Provided data.
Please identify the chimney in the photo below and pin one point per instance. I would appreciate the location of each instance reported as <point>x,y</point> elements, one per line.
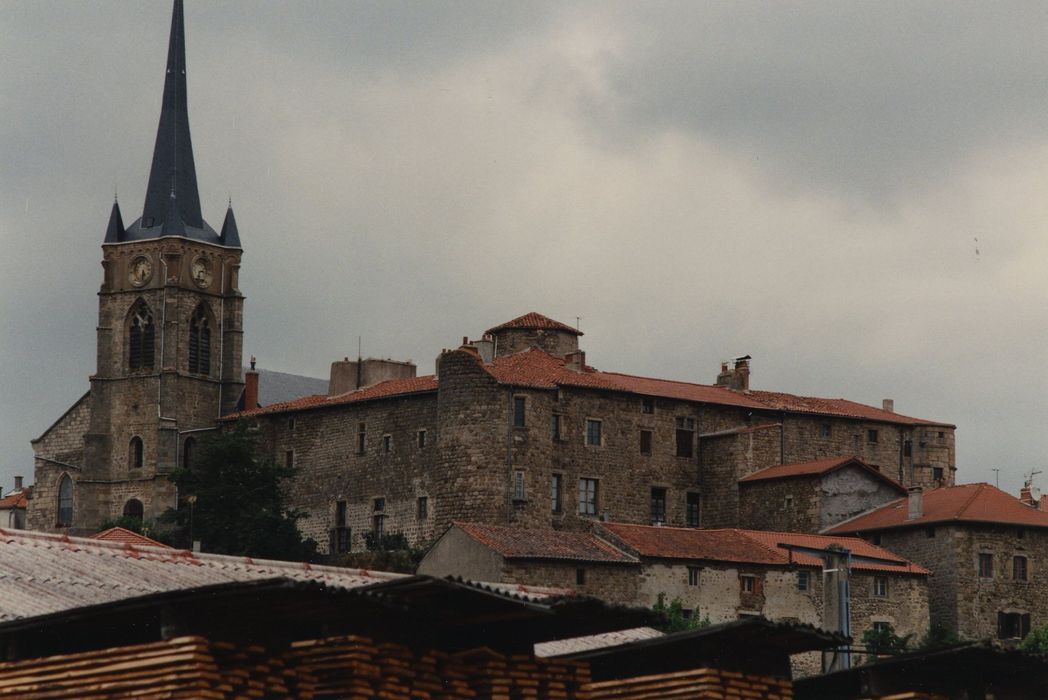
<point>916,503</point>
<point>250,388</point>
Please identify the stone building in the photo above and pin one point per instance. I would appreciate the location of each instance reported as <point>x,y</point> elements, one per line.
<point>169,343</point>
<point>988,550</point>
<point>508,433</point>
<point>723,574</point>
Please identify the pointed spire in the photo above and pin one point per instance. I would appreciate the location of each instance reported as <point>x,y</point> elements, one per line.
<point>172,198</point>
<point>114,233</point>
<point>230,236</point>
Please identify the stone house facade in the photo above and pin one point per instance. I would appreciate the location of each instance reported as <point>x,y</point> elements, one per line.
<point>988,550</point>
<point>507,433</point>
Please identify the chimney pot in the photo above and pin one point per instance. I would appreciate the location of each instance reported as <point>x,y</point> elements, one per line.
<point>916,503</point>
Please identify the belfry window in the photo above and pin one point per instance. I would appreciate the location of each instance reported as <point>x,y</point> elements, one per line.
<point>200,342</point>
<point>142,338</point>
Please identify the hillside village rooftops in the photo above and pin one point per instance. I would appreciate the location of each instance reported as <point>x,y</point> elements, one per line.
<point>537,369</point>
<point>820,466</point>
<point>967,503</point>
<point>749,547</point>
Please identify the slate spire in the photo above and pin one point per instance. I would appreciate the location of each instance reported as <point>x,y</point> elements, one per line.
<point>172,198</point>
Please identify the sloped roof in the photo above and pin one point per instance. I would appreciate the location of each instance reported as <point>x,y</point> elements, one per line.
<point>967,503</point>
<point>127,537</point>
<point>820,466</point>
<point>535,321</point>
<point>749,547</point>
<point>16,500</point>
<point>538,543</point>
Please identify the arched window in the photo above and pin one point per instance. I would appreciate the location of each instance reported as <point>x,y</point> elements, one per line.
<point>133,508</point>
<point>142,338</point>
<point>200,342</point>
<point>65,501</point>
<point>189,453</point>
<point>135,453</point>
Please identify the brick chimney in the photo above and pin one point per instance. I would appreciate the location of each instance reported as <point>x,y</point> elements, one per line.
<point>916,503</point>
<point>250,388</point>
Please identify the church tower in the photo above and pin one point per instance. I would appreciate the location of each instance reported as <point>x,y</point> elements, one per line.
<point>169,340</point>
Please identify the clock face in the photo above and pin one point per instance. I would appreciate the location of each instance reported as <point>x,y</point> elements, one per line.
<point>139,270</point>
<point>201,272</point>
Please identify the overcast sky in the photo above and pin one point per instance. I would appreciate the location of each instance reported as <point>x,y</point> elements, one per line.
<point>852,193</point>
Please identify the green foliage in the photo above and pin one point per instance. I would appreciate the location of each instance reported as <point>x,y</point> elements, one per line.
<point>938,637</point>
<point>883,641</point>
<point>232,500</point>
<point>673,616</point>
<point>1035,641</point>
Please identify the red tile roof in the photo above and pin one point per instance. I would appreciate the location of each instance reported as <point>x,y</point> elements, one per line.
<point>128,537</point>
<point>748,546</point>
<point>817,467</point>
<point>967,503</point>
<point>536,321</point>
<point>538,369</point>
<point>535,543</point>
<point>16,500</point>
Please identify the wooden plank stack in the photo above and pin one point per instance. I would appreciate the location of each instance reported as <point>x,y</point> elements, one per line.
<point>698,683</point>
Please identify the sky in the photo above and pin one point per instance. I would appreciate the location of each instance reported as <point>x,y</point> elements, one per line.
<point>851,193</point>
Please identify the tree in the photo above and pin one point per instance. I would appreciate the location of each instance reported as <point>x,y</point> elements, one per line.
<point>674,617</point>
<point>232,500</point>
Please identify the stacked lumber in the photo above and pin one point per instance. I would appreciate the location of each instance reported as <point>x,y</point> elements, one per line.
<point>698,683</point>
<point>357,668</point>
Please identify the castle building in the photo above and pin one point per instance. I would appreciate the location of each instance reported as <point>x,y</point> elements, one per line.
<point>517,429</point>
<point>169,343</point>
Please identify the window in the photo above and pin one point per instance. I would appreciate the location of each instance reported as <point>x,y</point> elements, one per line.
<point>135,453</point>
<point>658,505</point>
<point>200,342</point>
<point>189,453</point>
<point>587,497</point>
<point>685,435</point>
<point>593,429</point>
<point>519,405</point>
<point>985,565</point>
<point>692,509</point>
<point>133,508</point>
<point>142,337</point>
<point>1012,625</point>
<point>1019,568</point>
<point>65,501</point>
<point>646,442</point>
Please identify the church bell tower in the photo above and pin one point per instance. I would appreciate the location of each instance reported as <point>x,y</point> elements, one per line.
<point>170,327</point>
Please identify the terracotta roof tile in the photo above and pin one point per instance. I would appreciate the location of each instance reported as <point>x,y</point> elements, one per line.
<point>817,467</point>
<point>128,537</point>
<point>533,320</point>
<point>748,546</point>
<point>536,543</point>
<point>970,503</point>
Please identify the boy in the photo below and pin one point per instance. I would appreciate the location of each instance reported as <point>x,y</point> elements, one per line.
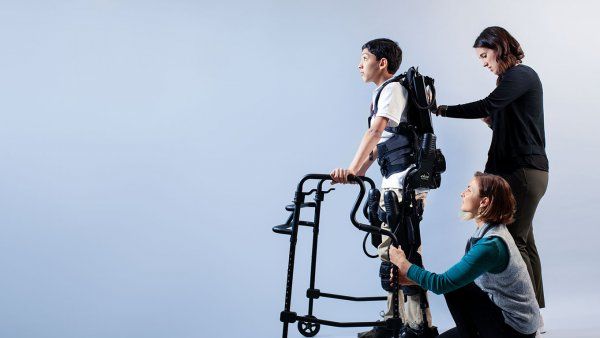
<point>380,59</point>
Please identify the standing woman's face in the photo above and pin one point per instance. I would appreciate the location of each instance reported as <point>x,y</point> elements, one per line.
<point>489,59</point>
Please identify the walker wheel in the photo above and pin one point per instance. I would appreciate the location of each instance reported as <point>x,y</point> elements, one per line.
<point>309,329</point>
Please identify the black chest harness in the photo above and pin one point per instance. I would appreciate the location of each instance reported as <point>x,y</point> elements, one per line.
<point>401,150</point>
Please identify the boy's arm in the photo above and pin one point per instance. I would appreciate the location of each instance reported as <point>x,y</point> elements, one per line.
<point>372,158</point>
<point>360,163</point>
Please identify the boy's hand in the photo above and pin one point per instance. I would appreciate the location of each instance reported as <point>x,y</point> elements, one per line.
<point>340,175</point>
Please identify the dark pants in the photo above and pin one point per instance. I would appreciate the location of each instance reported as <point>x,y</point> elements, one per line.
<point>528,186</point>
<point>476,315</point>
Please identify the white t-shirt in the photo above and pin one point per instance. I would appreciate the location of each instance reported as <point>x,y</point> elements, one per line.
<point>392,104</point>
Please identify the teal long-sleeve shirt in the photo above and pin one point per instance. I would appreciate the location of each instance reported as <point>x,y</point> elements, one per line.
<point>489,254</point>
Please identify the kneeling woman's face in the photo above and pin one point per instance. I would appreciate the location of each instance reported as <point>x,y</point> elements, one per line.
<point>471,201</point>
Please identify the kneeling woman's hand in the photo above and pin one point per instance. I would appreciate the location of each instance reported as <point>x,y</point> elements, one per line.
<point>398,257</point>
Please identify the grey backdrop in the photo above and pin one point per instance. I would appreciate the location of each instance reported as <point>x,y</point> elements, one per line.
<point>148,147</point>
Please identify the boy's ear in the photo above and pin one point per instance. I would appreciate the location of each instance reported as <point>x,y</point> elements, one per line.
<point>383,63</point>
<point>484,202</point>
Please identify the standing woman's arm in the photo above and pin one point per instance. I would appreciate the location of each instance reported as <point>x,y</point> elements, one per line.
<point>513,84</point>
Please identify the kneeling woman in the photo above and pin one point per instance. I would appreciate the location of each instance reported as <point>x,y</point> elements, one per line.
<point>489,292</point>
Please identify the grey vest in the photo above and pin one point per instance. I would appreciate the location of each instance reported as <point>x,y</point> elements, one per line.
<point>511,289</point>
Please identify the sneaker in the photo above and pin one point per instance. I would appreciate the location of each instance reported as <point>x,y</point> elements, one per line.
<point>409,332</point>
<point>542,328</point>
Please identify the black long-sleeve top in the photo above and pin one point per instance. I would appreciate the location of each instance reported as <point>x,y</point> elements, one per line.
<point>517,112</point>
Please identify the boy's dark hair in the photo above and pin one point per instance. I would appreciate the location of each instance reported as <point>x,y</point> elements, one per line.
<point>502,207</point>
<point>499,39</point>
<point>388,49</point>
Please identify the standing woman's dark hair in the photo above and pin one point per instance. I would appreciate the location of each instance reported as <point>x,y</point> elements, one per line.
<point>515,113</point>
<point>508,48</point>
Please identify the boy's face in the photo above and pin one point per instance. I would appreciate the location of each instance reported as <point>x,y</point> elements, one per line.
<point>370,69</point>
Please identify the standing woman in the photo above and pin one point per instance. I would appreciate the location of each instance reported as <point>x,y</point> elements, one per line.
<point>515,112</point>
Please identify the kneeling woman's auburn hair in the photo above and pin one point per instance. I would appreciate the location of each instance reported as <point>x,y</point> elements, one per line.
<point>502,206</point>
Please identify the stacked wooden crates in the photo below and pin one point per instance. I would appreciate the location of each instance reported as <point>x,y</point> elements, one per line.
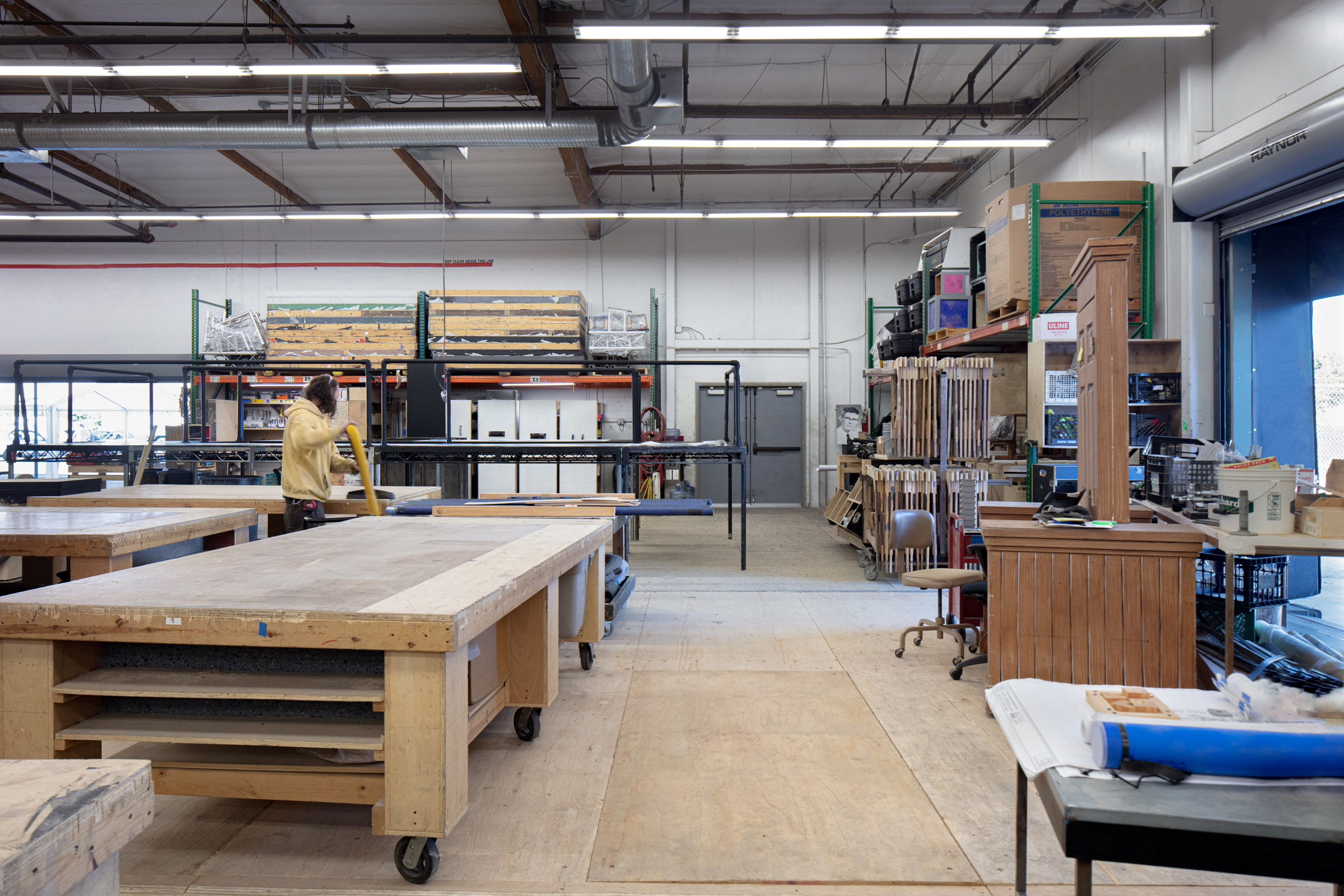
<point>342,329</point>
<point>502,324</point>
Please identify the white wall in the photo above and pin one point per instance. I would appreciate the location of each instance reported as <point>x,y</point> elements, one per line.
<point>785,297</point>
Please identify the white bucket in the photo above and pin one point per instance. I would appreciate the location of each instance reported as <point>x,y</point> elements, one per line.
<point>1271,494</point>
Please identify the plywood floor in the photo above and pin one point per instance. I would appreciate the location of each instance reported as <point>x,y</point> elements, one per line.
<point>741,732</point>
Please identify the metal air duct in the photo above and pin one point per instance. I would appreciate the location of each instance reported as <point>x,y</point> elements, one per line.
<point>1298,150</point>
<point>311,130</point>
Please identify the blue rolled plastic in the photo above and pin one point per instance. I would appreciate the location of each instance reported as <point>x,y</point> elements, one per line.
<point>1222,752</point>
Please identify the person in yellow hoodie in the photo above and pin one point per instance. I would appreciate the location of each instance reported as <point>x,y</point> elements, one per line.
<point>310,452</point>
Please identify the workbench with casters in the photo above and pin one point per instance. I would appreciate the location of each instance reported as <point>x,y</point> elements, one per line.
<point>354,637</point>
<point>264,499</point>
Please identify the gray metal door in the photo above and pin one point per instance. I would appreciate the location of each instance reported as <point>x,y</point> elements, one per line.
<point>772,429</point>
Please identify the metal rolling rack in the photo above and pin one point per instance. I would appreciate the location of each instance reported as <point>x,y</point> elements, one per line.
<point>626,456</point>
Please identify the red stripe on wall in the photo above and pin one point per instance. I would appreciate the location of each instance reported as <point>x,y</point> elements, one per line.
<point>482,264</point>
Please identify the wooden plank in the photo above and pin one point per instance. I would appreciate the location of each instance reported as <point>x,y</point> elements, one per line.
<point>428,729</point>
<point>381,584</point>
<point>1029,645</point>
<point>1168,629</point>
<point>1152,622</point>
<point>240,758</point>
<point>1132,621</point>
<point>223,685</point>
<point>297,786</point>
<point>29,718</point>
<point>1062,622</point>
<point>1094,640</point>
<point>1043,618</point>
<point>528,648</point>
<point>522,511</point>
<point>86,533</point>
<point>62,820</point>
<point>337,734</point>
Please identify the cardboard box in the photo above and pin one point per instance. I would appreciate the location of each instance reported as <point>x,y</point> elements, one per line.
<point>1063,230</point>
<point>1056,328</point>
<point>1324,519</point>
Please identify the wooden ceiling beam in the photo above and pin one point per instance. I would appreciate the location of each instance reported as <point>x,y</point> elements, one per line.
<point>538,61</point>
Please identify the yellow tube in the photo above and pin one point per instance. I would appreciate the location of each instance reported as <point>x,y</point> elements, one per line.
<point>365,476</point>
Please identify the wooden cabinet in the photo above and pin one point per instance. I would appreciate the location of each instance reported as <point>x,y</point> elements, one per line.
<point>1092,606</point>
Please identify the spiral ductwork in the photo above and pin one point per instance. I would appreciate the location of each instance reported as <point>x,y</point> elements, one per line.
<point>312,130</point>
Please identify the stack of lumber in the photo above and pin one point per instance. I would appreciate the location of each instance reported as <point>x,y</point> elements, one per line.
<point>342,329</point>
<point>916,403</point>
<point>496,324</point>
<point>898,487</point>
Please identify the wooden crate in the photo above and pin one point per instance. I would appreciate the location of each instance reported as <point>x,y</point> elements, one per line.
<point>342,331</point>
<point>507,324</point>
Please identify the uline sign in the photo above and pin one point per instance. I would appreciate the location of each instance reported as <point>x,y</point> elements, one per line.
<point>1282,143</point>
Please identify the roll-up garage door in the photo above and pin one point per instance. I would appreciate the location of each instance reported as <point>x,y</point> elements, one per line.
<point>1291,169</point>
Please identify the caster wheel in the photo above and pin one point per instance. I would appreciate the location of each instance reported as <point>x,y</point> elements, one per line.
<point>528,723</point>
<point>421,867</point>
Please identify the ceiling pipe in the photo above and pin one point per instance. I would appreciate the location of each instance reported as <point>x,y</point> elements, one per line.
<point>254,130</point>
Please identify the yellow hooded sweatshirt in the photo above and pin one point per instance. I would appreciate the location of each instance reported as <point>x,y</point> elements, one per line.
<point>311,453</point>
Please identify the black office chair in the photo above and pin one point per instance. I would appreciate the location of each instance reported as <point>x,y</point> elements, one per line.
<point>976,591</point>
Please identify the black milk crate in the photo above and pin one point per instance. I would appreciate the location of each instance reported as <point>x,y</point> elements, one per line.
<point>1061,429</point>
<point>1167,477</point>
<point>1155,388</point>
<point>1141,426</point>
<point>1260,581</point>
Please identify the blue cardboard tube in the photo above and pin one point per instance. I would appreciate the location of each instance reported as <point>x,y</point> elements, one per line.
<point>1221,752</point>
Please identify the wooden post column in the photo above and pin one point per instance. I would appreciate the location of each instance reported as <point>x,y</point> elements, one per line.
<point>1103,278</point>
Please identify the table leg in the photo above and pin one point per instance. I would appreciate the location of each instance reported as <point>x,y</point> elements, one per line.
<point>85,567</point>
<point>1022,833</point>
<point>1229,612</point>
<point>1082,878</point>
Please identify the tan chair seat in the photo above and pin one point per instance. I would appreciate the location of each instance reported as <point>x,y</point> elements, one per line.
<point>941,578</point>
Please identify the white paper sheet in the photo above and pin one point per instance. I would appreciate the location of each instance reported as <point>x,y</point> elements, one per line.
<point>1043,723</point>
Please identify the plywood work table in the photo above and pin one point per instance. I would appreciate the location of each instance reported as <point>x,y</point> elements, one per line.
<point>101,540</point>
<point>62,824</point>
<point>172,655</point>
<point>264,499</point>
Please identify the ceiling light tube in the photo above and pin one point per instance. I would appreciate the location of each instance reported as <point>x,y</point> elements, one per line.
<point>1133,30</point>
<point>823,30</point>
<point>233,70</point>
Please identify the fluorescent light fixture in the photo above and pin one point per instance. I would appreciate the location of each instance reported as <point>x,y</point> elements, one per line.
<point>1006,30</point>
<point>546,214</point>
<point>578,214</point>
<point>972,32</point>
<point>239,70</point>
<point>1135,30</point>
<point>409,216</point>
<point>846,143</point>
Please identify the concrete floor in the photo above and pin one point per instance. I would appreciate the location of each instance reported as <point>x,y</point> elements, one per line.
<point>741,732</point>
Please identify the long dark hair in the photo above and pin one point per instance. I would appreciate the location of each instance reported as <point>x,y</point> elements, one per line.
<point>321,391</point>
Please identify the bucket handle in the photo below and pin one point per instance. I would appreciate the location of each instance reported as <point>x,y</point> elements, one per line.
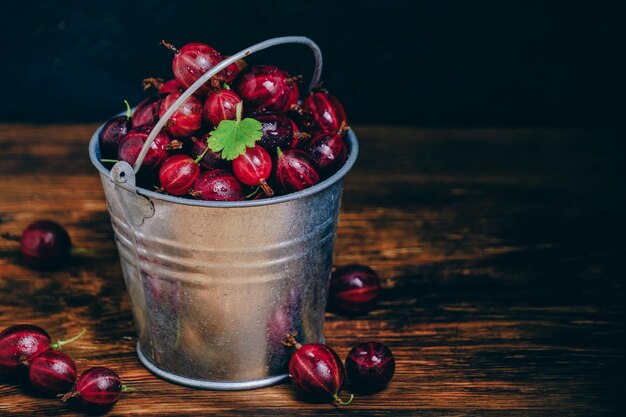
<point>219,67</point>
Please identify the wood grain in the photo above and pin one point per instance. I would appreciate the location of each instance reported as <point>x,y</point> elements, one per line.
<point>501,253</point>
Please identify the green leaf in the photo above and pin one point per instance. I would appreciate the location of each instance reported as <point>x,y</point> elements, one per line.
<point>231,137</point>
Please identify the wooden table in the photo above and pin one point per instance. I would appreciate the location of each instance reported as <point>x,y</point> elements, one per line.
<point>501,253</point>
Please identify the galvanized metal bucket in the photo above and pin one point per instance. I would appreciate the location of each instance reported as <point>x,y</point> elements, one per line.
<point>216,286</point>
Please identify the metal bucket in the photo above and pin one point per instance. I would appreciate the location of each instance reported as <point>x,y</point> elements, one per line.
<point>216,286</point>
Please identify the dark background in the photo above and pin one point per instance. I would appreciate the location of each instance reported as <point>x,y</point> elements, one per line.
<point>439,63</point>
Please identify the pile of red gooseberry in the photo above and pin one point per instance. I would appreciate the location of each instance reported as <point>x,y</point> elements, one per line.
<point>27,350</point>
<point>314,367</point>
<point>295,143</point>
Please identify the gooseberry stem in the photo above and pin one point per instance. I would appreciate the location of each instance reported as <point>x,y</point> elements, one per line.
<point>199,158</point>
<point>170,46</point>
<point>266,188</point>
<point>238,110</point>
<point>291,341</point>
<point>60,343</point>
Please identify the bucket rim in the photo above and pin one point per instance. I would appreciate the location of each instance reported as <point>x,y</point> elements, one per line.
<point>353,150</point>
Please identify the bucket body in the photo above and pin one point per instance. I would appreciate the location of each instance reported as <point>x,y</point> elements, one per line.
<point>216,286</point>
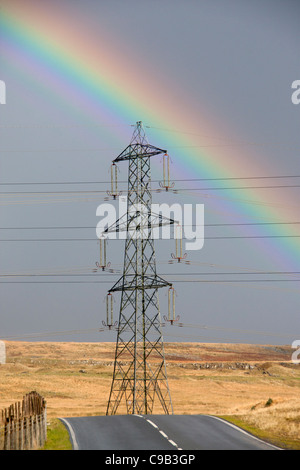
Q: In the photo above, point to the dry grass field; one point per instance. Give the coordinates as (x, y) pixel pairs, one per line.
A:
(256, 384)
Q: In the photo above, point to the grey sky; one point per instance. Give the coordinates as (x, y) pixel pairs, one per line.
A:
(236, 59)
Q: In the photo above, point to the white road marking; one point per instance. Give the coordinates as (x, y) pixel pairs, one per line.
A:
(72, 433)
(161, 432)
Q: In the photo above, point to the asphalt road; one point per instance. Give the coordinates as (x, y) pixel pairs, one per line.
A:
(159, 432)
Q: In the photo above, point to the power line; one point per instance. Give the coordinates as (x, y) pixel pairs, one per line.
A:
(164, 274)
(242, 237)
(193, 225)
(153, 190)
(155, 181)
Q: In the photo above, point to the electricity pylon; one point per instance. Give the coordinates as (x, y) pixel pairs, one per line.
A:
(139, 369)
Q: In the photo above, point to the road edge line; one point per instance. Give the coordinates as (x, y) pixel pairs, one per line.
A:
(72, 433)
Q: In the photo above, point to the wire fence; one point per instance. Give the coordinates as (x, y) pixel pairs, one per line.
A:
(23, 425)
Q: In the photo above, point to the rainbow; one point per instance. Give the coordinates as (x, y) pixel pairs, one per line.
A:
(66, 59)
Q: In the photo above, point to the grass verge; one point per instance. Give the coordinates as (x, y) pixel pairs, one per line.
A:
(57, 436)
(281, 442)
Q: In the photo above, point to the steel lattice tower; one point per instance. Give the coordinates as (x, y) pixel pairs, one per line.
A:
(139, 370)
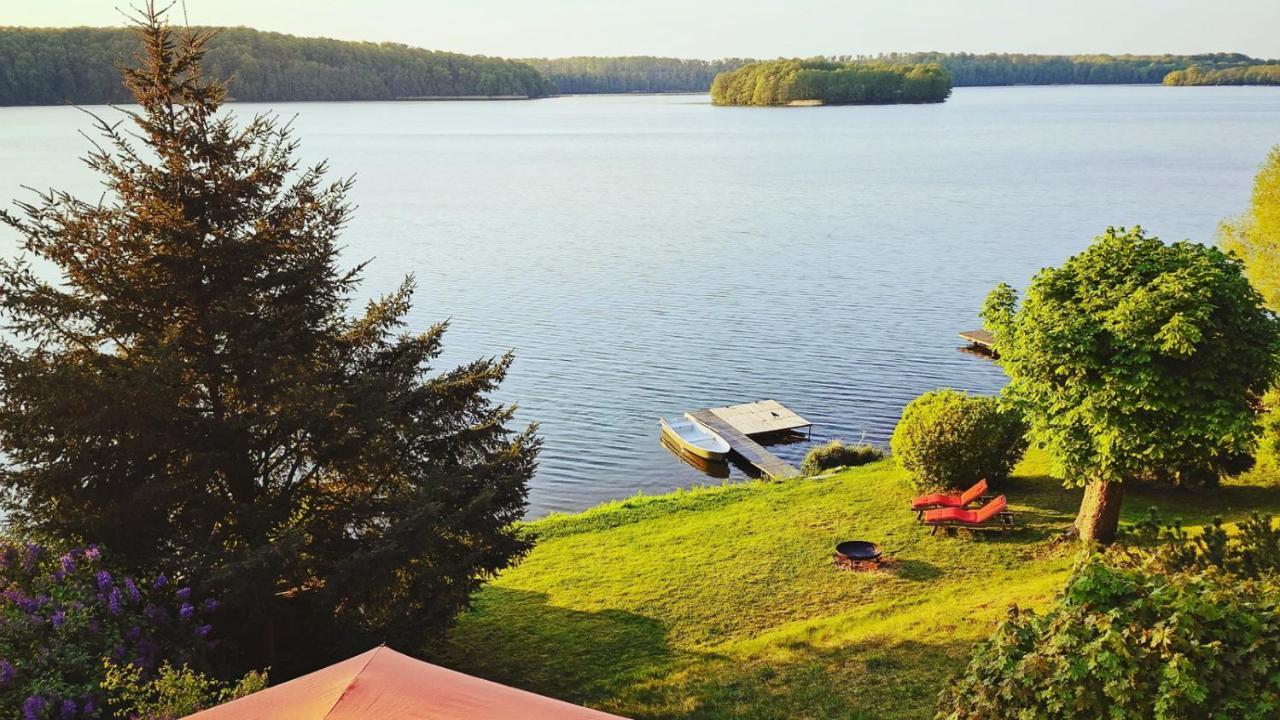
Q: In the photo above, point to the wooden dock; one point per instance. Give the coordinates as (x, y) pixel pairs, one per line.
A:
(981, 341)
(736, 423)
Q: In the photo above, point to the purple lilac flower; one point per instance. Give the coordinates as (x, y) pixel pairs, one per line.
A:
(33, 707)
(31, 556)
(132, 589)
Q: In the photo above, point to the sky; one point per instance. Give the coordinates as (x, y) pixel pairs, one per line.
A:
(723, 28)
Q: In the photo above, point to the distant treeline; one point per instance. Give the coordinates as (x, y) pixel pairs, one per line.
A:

Exercise aim. Convert the rows from the line with "Please identify the terracotta" to the line with "<point>489,59</point>" into a JSON list of strings, one string per line and no blank lines. Leave the pictures out.

Full output.
[
  "Please identify the terracotta roof tile in the photo above and pin one point per instance. I would appreciate the location of each instance reported as <point>x,y</point> elements, one per line.",
  "<point>817,467</point>",
  "<point>128,537</point>",
  "<point>533,320</point>",
  "<point>748,546</point>",
  "<point>536,543</point>",
  "<point>970,503</point>",
  "Please identify the boy in the photo below and pin one point per instance. I would appreciate the location of each instance reported as <point>x,y</point> elements, one per line.",
  "<point>380,59</point>",
  "Please identify the standing woman's face in the photo above and pin one point per instance. I would appreciate the location of each instance reported as <point>x,y</point> elements, one per line.",
  "<point>489,59</point>"
]